-- Source data --
■ ■ ■ ■ ■
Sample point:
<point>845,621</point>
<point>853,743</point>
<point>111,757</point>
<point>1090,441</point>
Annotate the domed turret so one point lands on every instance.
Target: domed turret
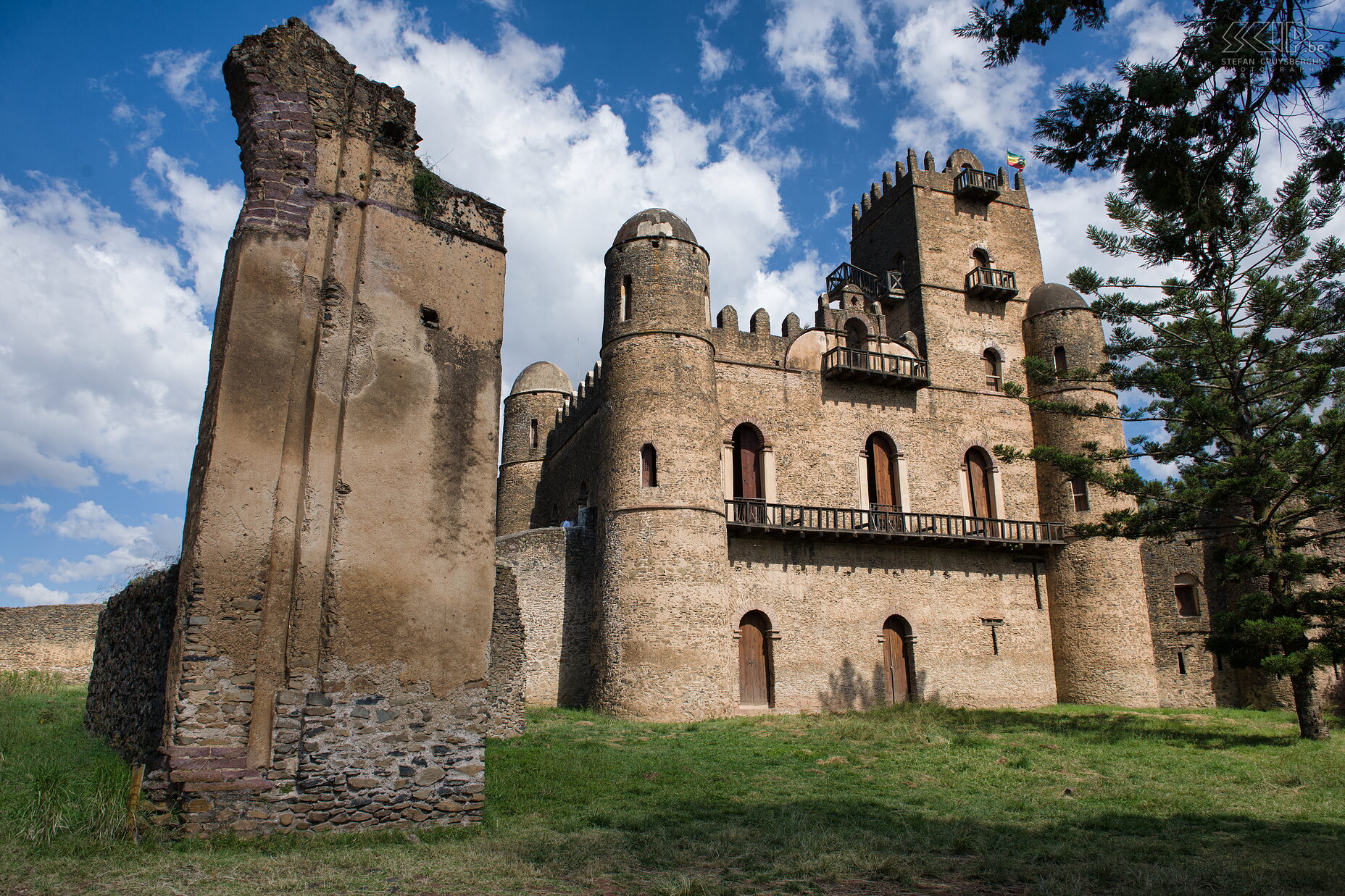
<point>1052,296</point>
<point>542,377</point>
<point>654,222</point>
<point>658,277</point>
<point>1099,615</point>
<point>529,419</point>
■ ■ ■ ■ ■
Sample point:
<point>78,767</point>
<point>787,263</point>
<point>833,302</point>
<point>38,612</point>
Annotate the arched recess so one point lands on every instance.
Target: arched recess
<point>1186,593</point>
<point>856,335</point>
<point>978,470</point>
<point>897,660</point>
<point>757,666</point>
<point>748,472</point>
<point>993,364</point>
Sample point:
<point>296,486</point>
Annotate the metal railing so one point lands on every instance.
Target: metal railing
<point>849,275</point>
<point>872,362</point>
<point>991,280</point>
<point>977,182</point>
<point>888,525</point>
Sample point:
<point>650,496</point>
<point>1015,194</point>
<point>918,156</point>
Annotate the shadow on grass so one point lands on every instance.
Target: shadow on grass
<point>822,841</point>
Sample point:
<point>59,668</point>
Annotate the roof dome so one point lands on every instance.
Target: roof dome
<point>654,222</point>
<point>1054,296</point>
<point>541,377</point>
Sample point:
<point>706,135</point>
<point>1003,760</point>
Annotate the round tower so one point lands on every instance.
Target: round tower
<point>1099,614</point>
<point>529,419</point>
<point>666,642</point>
■ ■ ■ ■ ■
-- Task prompt --
Above are the lines; repeat exactly the ones from the line containing "Target: arched recess" down to the line containing "<point>59,668</point>", both inclusive.

-- Answer for the task --
Target: arched recess
<point>1186,593</point>
<point>856,335</point>
<point>978,470</point>
<point>897,660</point>
<point>757,666</point>
<point>748,472</point>
<point>993,364</point>
Sample point:
<point>296,486</point>
Annotate the metal railing so one point lands on every instance.
Target: metal railing
<point>849,275</point>
<point>872,362</point>
<point>991,280</point>
<point>977,182</point>
<point>888,525</point>
Sample point:
<point>650,496</point>
<point>1015,194</point>
<point>918,156</point>
Annotate the shadow on grass so one point lands on every instance.
Target: shadow on grass
<point>822,841</point>
Sample point:
<point>59,668</point>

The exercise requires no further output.